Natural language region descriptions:
Segment Open

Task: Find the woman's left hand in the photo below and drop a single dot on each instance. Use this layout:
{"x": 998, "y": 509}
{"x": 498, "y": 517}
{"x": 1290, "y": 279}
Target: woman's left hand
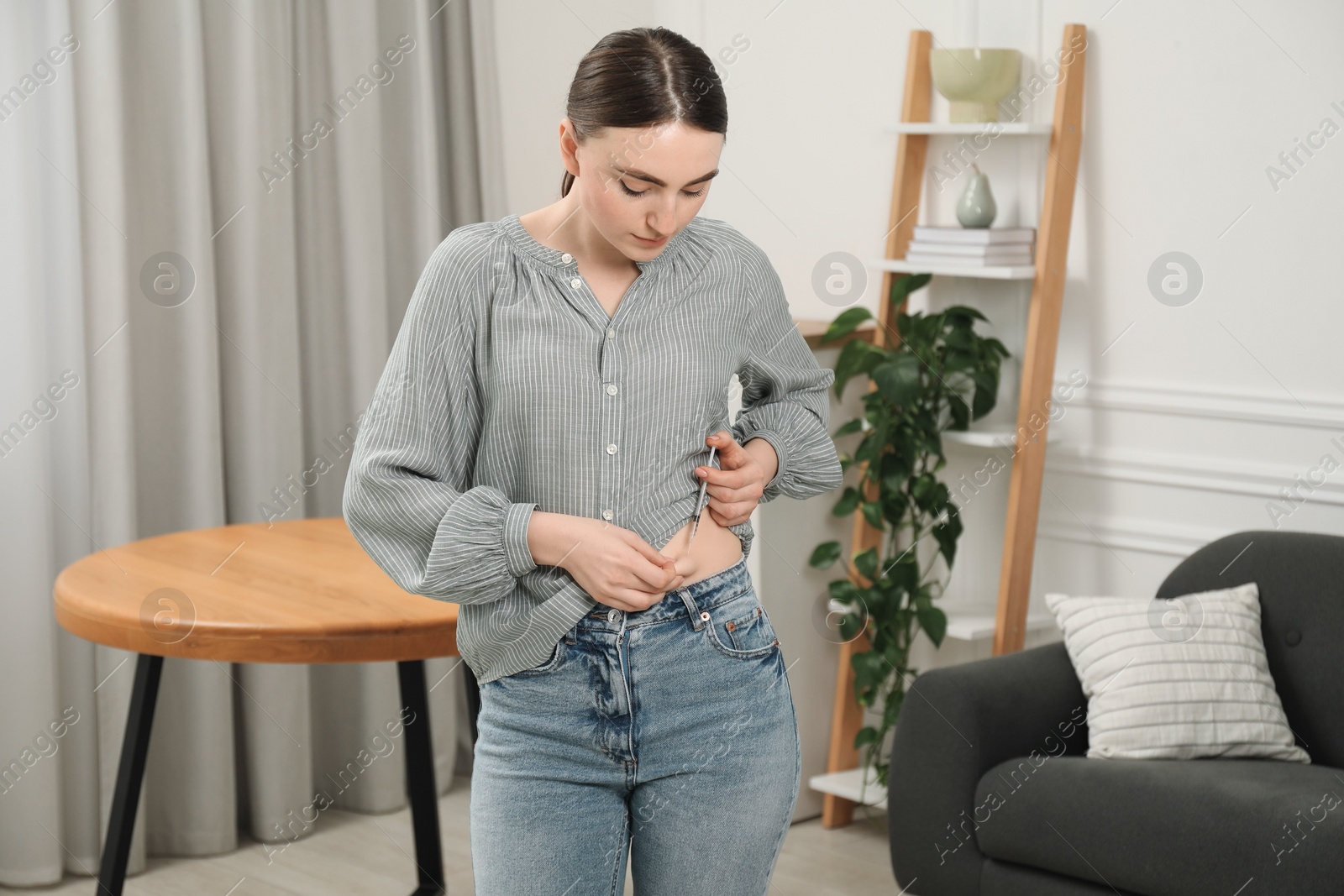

Segment Closed

- [EXERCISE]
Restate the data word for word and exclude every picture.

- [WRITTEN SOLUTION]
Task: Find the woman's left hand in the photo below and drop a single dot on each instance. Use this layout:
{"x": 998, "y": 509}
{"x": 498, "y": 517}
{"x": 1290, "y": 279}
Target: woman's left hand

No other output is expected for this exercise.